■ Exercise task 1
Can you duplicate everything from "Charge Interest At.  The" down to "you select here." in the Timeslips interest article below?

■ Document section
########################################

The Timeslips Sage

Many of our clients that use the “Finance Charge/Interest”  feature in Timeslips have found it confusing. We have been asked for advice about Timeslips interest calculations on several occasions.  It took me a while to completely understand how it works myself, so I figured it was a good topic to discuss in this space.  The new and improved Billing Assistant in Timeslips 2010 gives a much clearer breakdown of how interest charges are calculated, but I will attempt to clarify it a little further.   

First let’s look at the initial interest setup.  Interest is configured for each client on the Arrangement 2 page, where there are five fields that relate to interest:

Annual Interest Rate.  This is typically set to 18%, which equates to 1.5% per month or .049315% per day.  Despite the fact that you are choosing an annual interest rate here, interest is actually calculated by the day.  This is an important point to remember. 

Type of Interest.  You can choose Simple or Compound.  Simple means that interest is only charged on the original invoice amount.  Compound means that interest is charged on the interest.  Once this is set and an invoice is generated, it cannot be changed for that invoice. 

Charge Interest At.  The choices here are determined by how you’ve configured your aging periods.  Typically this will be 30, 60, 90 and 120 (in days).   Interest will begin calculating after the number of days you select here.

########################################

■ Exercise task 2
Which lines in the rows below contain the string "lettuce"? Gather each one.

########################################

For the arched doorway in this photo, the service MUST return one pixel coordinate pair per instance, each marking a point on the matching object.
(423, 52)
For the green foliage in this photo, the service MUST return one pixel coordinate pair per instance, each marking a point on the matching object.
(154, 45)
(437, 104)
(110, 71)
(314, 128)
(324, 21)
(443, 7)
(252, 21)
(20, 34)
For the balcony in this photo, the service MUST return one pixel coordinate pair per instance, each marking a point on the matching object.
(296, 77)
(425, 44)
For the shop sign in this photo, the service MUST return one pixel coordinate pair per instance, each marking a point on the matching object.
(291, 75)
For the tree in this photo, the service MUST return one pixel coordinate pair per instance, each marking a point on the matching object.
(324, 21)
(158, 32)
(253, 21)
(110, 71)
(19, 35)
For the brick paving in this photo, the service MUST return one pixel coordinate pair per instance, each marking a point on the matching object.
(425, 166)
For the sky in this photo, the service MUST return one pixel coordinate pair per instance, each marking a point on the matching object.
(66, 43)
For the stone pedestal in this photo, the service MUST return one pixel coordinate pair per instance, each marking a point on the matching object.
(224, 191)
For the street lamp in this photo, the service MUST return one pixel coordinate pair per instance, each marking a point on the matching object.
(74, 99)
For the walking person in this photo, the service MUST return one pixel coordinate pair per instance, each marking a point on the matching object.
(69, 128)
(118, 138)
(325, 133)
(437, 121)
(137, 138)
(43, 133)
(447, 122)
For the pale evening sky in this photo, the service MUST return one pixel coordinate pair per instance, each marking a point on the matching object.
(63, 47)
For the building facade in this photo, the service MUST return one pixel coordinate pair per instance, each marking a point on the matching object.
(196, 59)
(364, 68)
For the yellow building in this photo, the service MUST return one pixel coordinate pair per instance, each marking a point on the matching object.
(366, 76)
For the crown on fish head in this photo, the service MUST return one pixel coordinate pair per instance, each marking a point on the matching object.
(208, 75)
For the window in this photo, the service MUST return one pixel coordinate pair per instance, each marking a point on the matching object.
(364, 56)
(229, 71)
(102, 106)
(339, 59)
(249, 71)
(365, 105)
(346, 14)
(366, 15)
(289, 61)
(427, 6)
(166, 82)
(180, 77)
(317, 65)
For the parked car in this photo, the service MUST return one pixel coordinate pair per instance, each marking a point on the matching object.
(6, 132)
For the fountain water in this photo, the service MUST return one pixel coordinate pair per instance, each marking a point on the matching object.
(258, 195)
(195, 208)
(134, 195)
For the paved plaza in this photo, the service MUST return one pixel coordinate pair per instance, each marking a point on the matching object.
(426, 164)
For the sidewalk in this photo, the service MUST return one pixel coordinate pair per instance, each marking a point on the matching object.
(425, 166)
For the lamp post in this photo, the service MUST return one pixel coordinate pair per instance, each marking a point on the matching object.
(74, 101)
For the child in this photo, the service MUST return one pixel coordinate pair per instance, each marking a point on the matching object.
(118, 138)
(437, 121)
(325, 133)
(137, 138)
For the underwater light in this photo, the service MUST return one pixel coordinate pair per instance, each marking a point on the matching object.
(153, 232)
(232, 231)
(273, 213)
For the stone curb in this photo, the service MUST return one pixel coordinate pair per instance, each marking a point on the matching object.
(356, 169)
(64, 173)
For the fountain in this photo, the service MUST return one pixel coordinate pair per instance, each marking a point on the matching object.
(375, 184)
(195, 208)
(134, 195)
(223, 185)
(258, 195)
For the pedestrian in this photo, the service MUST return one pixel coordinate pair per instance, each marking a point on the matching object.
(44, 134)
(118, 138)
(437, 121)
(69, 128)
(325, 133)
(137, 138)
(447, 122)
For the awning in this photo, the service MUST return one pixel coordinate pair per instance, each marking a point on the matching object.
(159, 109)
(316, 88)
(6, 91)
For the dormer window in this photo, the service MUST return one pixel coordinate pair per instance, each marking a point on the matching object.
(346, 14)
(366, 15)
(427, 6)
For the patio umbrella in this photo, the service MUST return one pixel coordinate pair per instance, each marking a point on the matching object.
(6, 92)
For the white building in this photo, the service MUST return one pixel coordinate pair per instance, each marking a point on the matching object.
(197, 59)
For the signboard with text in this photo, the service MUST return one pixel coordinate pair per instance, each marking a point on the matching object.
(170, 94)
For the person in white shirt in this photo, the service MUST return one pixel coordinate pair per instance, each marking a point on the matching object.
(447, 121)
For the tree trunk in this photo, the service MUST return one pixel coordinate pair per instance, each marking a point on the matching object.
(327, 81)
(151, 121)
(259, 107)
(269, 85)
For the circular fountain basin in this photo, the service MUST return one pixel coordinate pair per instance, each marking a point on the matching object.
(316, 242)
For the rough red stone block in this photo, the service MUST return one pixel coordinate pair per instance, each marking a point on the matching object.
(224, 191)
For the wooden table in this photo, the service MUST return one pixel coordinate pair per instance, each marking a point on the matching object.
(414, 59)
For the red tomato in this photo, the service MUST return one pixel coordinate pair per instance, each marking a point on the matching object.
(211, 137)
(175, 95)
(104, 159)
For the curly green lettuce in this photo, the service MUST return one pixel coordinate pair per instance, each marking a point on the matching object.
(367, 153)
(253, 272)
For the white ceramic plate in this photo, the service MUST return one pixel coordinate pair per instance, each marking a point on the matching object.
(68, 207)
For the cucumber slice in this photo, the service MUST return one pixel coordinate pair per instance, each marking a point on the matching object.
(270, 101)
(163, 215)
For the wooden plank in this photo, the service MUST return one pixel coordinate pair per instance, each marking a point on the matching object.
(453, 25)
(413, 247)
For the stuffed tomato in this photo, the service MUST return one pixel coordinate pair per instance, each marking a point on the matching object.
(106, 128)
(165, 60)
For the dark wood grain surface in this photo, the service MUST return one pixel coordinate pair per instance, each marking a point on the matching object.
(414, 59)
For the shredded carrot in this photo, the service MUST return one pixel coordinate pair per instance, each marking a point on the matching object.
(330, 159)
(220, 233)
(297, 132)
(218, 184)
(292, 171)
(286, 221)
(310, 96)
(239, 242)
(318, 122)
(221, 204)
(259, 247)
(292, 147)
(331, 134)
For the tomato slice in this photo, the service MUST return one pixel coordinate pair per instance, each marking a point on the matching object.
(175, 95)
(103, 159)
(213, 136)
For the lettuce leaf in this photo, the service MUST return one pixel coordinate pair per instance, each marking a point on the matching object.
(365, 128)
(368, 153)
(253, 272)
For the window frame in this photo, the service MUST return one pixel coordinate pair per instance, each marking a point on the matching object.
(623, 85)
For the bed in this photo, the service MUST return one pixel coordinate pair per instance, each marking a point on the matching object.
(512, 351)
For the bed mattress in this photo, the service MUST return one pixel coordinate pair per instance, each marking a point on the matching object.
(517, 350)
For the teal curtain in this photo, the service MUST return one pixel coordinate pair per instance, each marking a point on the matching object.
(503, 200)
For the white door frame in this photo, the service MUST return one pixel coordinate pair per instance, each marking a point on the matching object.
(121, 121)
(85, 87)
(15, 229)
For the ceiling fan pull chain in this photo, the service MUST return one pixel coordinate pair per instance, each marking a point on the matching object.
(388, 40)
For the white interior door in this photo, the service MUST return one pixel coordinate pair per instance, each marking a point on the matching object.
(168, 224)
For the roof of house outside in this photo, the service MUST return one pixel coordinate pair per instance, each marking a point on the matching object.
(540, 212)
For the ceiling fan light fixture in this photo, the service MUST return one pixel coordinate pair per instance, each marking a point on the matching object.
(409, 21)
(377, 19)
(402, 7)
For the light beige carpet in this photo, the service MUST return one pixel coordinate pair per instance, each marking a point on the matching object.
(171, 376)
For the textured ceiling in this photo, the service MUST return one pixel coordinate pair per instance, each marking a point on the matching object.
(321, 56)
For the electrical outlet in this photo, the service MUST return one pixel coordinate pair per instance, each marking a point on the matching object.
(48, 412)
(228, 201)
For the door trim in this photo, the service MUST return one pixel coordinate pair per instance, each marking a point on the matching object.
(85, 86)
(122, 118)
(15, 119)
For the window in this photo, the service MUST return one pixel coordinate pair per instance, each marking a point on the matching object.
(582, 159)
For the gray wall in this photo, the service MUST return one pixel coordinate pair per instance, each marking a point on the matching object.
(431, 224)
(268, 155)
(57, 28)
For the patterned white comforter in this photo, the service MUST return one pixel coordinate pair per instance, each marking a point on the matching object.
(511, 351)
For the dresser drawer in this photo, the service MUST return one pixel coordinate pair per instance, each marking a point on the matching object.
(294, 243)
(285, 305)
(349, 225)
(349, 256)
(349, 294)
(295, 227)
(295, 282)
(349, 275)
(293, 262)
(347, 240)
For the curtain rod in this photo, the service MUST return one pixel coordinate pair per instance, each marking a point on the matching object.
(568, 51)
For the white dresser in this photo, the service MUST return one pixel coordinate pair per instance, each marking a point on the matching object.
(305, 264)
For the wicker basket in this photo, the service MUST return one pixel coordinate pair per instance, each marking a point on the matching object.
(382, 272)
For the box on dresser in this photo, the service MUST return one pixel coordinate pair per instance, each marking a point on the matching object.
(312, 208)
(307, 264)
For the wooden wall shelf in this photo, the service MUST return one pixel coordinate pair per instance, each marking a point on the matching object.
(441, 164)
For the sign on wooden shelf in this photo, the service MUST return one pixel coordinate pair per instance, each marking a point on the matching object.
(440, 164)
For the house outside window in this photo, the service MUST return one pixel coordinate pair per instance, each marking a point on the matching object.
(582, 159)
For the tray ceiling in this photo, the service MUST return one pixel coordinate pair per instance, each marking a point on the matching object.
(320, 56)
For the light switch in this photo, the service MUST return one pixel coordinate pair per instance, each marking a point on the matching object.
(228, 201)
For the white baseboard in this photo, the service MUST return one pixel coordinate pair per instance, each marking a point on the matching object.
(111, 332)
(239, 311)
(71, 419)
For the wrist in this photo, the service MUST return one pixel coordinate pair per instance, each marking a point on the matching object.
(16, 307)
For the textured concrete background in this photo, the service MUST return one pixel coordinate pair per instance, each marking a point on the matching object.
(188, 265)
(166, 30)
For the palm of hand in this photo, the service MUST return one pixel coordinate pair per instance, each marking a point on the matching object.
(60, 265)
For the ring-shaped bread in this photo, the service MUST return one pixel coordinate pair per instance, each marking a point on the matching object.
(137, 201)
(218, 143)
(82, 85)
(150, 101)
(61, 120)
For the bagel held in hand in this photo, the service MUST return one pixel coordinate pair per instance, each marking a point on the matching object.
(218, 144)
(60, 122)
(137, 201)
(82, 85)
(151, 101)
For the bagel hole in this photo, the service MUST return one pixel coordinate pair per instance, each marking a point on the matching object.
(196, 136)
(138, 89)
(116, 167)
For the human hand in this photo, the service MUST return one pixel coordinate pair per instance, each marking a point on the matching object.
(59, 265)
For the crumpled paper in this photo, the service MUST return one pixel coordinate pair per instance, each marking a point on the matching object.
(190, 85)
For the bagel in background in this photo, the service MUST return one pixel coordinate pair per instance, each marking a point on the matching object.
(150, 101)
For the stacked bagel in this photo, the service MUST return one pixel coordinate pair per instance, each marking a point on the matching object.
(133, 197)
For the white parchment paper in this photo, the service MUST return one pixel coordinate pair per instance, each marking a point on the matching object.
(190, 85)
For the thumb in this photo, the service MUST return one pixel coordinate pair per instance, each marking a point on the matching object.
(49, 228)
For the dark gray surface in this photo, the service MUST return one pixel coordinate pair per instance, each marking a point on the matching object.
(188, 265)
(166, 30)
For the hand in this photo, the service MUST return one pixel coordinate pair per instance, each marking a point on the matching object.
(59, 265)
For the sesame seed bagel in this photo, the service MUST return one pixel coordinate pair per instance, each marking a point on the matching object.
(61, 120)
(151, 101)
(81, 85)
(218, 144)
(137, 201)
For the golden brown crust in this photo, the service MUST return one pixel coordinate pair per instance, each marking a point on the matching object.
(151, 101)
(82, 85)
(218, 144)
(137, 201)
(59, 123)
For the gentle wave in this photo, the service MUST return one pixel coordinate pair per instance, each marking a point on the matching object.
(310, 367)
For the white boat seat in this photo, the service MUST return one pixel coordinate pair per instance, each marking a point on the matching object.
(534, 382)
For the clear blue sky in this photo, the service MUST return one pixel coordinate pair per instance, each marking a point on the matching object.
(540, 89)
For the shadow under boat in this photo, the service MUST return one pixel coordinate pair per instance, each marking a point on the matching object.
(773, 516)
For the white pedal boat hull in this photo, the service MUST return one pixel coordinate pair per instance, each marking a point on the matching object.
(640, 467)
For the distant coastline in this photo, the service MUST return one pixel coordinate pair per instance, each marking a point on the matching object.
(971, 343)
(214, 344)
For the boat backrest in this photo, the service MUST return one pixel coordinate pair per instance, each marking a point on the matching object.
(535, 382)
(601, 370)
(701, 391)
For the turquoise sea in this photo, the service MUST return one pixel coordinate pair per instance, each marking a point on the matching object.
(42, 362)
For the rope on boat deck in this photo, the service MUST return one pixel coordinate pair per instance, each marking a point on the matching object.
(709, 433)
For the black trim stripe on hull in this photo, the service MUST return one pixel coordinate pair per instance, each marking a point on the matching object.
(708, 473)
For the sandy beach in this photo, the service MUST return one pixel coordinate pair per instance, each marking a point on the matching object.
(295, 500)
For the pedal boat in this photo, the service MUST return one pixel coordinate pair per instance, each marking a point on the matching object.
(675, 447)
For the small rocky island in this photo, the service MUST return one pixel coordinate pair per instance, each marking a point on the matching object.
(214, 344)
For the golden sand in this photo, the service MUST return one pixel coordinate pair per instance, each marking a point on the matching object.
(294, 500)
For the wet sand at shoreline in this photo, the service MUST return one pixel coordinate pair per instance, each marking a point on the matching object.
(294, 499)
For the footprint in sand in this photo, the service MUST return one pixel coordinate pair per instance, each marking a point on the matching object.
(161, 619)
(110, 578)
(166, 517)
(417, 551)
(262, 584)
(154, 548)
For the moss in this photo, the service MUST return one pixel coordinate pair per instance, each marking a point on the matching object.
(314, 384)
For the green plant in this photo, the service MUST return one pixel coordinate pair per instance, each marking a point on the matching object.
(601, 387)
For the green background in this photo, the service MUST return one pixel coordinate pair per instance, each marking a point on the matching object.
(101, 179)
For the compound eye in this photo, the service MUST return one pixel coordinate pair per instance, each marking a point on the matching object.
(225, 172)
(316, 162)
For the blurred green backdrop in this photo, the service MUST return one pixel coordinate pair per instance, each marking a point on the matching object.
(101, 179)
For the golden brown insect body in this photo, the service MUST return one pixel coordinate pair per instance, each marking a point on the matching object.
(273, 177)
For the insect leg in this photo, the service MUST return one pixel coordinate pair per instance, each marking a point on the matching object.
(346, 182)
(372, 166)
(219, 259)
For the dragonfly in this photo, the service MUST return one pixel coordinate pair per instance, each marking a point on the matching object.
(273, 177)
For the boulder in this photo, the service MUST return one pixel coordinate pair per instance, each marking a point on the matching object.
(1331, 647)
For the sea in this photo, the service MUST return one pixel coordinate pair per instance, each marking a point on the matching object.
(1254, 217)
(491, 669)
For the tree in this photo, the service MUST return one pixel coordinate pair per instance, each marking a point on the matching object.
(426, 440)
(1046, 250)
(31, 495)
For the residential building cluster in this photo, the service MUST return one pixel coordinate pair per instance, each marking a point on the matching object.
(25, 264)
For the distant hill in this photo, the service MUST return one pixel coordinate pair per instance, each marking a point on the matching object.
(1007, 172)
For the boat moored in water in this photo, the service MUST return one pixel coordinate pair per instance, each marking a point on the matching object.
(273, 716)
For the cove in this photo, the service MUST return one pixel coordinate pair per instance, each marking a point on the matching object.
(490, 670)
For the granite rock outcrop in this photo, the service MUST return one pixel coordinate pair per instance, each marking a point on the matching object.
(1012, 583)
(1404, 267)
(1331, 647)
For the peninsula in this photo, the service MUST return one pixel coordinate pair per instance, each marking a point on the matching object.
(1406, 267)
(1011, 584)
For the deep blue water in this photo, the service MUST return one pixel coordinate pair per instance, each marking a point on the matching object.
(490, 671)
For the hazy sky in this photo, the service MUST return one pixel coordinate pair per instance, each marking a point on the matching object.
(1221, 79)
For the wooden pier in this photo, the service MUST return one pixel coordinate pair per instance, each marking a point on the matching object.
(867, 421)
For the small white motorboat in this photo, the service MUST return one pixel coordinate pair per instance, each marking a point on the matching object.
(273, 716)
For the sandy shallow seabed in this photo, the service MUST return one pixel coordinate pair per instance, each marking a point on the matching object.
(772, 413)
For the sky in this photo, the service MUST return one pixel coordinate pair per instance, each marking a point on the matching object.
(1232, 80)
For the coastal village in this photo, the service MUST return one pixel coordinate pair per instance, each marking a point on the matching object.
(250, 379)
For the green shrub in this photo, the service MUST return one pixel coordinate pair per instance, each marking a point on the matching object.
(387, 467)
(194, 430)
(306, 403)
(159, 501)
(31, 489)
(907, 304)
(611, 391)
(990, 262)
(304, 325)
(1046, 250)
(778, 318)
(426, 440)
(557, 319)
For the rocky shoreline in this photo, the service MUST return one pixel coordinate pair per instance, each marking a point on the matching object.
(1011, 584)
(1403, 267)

########################################

■ Right answer 1
Charge Interest At.  The choices here are determined by how you’ve configured your aging periods.  Typically this will be 30, 60, 90 and 120 (in days).   Interest will begin calculating after the number of days you select here.

■ Right answer 2
For the curly green lettuce in this photo, the service MUST return one pixel coordinate pair per instance, each marking a point on the matching object.
For the lettuce leaf in this photo, the service MUST return one pixel coordinate pair per instance, each marking a point on the matching object.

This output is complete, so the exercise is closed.